Emosi yang bahagia inilah yang akhirnya berusaha dijaga oleh pengendali emosi di kepala Riley, yakni Joy yang bertanggung jawab untuk mengatur emosi bahagia, Sadness yang bertanggung jawab soal emosi kesedihan, Fear yang mengurusi ekspresi ketakutan, Anger yang mengatur emosi kemarahan, dan Disgust yang bereaksi bila melihat hal yang menjijikkan.
Memang sih, ketika hidup di rumah lamanya, Riley selalu bisa merasa bahagia dengan keluarga dan teman-temannya. Namun, semua berubah ketika keluarganya pindah ke rumah baru.
Menghadapi perubahan ini, Joy berusaha keras agar Riley tetap merasa bahagia. Pokoknya, bagi Joy, Riley harus menghadapi semuanya dengan energi-energi positif dan kebahagiaan.
Padahal, Sadness sendiri sudah mulai merasakan urgensi bahwa dirinya perlu terkadang mengambil alih – agar Riley bisa memproses emosinya. Joy pun tetap memaksa untuk tetap memegang kendali.
Nah, apa yang digambarkan oleh film Inside Out ini sebenarnya juga menggambarkan bagaimana positivity seperti yang diusung oleh Joy tidaklah selalu baik. Ada kalanya kita perlu memproses kesedihan dan amarah yang dialami.
Positivity yang berlebihan semacam ini bisa jadi adalah apa yang disebut oleh banyak pakar sebagai toxic positivity. Sederhananya, toxic positivity dapat didefinisikan sebagai keyakinan bahwa dirinya harus selalu memiliki sikap yang positif dan bahagia (cheerful) – bahkan dalam situasi yang paling sulit.
Nah, keyakinan seperti inilah yang akhirnya diyakini oleh Joy. Sebisa mungkin, Joy ingin Riley tetap merasa bahagia meskipun perubahan-perubahan signifikan dalam hidupnya membuat Riley merasa kesulitan untuk beradaptasi.
Meski begitu, kendali penuh Joy bukan berarti perlu dialihkan kepada Sadness. Bagaimana pun, mirip dengan Joy, Sadness juga memiliki kecenderungan untuk membuat emosinya dominan dengan berbagai keraguan dan kekhawatiran yang menyelimuti Sadness.
Nah, bila hal sebaliknaya ini terjadi, dengan Sadness yang mendominasi penuh, Riley bisa jadi akan mengalami apa yang disebut sebagai toxic negativity. Kerap kali, keraguan dan kekhawatiran yang berlebih ini membuat individu tersebut kesulitan dalam menjalani berbagai tantangan kehidupan.
Hmm, lantas nih, apa jadinya sih seandainya Joy dan Sadness kita masing-masing malah mendominasi? Apa dampak yang bisa muncul terhadap orang-orang di sekitar kita – mulai dari pasangan, keluarga, teman, hingga lingkungan kerja – bila kita mengalami toxic positivity atau toxic negativity?

## Instruksi Kerja
1: Terjemahkan kalimat berikut dari bacaan tentang film Inside Out ke dalam bahasa Inggris: "Menghadapi perubahan ini, Joy berusaha keras agar Riley tetap merasa bahagia."
2: Sambung bacaan tentang film Inside Out, mulai dari sesudah kalimat terakhirnya.

## Data Hasil Ekstraksi

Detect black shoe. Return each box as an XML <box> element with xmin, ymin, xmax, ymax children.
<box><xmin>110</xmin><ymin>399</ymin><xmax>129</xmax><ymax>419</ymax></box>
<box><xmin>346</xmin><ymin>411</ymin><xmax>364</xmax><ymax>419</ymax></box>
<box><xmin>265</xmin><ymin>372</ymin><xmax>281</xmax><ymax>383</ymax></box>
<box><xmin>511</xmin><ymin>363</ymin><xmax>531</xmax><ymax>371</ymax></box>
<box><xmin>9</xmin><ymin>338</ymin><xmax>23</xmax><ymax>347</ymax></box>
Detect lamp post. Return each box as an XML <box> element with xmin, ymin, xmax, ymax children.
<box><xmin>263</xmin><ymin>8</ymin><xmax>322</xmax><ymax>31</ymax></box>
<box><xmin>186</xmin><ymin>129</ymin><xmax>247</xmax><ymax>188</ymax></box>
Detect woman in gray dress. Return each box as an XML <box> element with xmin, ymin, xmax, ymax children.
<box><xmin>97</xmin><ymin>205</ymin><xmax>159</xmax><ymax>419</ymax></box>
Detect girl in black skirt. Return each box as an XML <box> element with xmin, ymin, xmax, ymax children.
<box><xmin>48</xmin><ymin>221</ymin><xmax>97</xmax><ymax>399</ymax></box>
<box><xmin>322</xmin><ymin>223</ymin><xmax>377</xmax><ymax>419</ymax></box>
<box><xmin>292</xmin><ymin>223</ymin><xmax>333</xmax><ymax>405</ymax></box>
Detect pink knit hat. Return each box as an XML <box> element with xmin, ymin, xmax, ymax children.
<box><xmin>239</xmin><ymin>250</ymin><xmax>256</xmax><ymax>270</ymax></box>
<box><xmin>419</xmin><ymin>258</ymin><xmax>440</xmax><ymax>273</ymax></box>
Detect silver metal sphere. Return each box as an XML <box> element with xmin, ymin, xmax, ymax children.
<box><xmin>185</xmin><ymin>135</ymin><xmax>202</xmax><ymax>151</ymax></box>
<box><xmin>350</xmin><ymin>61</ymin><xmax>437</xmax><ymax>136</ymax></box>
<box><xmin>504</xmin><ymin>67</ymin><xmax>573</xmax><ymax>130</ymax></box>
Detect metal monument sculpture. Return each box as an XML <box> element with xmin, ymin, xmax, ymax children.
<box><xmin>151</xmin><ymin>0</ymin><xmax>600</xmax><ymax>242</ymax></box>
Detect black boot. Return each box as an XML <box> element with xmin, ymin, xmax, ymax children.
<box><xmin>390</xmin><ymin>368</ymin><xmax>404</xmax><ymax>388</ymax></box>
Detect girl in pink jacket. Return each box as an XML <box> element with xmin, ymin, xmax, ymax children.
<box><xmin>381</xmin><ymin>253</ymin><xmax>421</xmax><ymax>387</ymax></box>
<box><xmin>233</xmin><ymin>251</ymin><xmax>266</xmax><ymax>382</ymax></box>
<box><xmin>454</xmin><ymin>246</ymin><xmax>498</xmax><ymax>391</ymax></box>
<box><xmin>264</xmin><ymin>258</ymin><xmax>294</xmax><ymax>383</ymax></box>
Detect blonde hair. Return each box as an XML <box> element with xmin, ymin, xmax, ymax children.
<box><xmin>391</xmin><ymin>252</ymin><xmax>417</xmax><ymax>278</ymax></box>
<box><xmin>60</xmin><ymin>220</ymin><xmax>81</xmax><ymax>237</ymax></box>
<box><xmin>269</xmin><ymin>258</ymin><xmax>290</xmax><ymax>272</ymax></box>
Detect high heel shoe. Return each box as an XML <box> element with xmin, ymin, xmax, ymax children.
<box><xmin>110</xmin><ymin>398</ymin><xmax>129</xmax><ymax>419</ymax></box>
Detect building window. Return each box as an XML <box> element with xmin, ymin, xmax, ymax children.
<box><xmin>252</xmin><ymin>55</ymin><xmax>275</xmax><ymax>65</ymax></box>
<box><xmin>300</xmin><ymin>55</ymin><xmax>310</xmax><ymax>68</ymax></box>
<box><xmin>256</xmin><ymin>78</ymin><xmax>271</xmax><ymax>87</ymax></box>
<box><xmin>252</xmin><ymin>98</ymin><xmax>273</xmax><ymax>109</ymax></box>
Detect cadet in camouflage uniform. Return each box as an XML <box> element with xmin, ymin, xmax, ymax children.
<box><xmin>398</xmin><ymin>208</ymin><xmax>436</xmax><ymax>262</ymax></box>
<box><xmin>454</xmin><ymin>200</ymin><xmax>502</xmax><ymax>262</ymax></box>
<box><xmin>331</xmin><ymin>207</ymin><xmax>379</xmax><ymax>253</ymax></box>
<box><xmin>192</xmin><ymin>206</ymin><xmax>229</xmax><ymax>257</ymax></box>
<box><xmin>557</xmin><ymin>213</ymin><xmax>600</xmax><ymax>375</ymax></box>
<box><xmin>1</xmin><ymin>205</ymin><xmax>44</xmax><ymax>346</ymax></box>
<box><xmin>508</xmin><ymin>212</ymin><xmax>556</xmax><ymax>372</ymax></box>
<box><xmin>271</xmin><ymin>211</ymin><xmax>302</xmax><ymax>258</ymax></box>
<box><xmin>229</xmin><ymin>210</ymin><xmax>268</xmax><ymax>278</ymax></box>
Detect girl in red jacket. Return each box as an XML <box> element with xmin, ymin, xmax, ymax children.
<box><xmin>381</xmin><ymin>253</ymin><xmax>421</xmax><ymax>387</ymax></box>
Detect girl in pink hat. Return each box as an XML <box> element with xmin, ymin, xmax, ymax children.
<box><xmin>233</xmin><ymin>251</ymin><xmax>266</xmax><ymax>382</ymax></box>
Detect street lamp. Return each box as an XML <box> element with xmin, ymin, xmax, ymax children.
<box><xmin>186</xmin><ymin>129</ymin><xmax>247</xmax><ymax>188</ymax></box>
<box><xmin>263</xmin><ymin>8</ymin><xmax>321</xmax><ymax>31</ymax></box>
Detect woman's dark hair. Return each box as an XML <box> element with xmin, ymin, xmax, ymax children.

## Hasil yang Diharapkan
1: Facing this change, Joy tries hard to keep Riley feeling happy.

2:
Tanpa kita sadari, toxic positivity atau negativity yang kita punya bisa mempengaruhi orang-orang di sekitar kita – bahkan orang-orang terdekat kita. Sikap positif yang berlebih, misalnya, membuat orang-orang di sekitar kita menjadi sulit terbuka kepada diri kita.
Dalam sebuah hubungan (relationship), masalah pasti akan selalu eksis dan menjadi penting untuk membahasnya secara jujur. Namun, toxic positivity membuat orang terdekat kita merasa bersalah bila merusak positivity yang kita punya.
Alhasil, masalah yang ada malah menumpuk tuh. Ini bakal menjadi semacam bom waktu yang bisa meledak kapan saja – membuat relationship tersebut rusak pada akhirnya.
Tidak hanya toxic positivity, toxic negativity juga mempengaruhi orang-orang di sekitar kita. Keraguan, kekhawatiran, kecurigaan dan luapan emosi dari toxic negativity membuat orang-orang di sekitar kita menjadi ikut terbawa kepada negativity tersebut. Berada di sekitar orang yang selalu mengeluarkan keluhan negative akan membuat orang sekitar ikut merasa kelabu dan emosi serta energinya ikut terkuras juga (emotionally drained).
Alhasil, perkembangan dalam sebuah relationship semakin sulit untuk terjadi. Ruang (space) bagi diri masing-masing yang terlibat dalam hubungan tersebut akhirnya menjadi semakin sempit dan sempit.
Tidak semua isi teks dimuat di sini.